- [Complete the following]:
a – Reproduce the passage of the bent-abdomen forum thread between "My question is" and "for my Audax.", inclusive, renaming "Audax" as "Tamsin".
b – Write the next part of the forum thread about a mantis with a bent abdomen, picking up after its final post.

[begin Source text]

# Bent abdomen post molt



## Qualia (Apr 23, 2011)

Hi I've not posted before but read/lurk and have had mantids as pets in another life(early 90's).

I have what I suspect are 3 Chinese mantids that hatched Dec 16th 2010(wasn't expecting that long story). They are now on their 8th or 9th instar. Well one shed while I was out of town this past Wednsday and its abdomen is creased in the back.In other words when hanging the abdomen does a sharp bend as if wounded, not a natural curl that is by their control. When upside down it flops.

I will take a photo of this as soon as I upload my too full camera(am out of space to take another pic).

He/She ate despite this disturbing affliction. I suspect while I was gone my dh put a too thick(wrong!) foam in *her* enclosure causing her to shed incorrectly but he's not sure.

My question is has anyone else has had this happen and were they able to heal next instar? The periods between sheds seems to be increasing, so she/he could be in this state for awhile and I'm worried sick as I'm very attached to them and have named them all.

Is it a good sign that she/he ate?

Any thoughts appreciated.

Fingers crossed for my Audax.


----------



## PhilinYuma (Apr 23, 2011)

Any mantis named Audax deserves to do well! This is a very common problem with Chinese mantids, and I don't think that "dh"(lol!) is to blame. If he/she is eating -- does the abdomen straighten out fro a while after the meal? -- OK it doesn't sound as though the problem is too severe and may go away with the molt to adult. Keep us posted, and give dh a hug!


----------



## hibiscusmile (Apr 23, 2011)

Not to hard though.


----------



## kbfprivate (Jul 10, 2011)

Qualia said:


> Hi I've not posted before but read/lurk and have had mantids as pets in another life(early 90's).
> 
> I have what I suspect are 3 Chinese mantids that hatched Dec 16th 2010(wasn't expecting that long story). They are now on their 8th or 9th instar. Well one shed while I was out of town this past Wednsday and its abdomen is creased in the back.In other words when hanging the abdomen does a sharp bend as if wounded, not a natural curl that is by their control. When upside down it flops.
> 
> ...


Any updates on your mantis? Did s/he survive the bent abdomen? Mine has that issue now and I'm slightly concerned. I took him out of his cage and he was just as active as normal, so it seems he doesn't mind it at all but it looks bad to me.


----------



## Krissim Klaw (Jul 10, 2011)

This is a somewhat common problem in Chinese mantids, at least in the hobby, not sure about wild mantises. I have a theory it has something to do with them moving too early after molts. This species is known to skitter about. I had it happen to one of my boys.

None of my Chinese have ever shed straight from the top of their cages, they all chosen the walls. I've only once had a mantis with this problem and noticed he had climbed up on the ceiling of his cage shortly after molting to hang. I caught his next few molts, and did not let him hang in a position that caused his abdomen to flop until he was completely hardened after shedding. With each shedding afterwards the support in back increased lessening the flop. By the time he reached adulthood, which was three molts later, his wings were plenty strong enough to hold what little give was left.

[end Source text]
[begin Information shown]

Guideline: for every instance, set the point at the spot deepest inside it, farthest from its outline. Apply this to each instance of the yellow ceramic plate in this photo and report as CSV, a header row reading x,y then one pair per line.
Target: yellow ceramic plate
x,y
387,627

[end Information shown]

- [Results of the exercise]:
a –
My question is has anyone else has had this happen and were they able to heal next instar? The periods between sheds seems to be increasing, so she/he could be in this state for awhile and I'm worried sick as I'm very attached to them and have named them all.

Is it a good sign that she/he ate?

Any thoughts appreciated.

Fingers crossed for my Tamsin.

b –
After him, I started to take special care to partially cover any of my mantises cages with little blankets when I know they are getting ready to shed. Since I don't have a separate mantis room it is the only way to ensure privacy when shedding. It seems to me mantises are most likely to get themselves into trouble when shedding and drying when they are over stimulated/stressed by outside movements. I don't want to give them any reasons to hurry or try to move away before they are fully done.

I am by no means suggesting anyone has to follow my method, I just wanted to share my experiences. I've heard of the mantises living perfectly normal lives if left alone with their floppy rears.


----------



## kbfprivate (Jul 10, 2011)

Krissim Klaw said:


> This is a somewhat common problem in Chinese mantids, at least in the hobby, not sure about wild mantises. I have a theory it has something to do with them moving too early after molts. This species is known to skitter about. I had it happen to one of my boys.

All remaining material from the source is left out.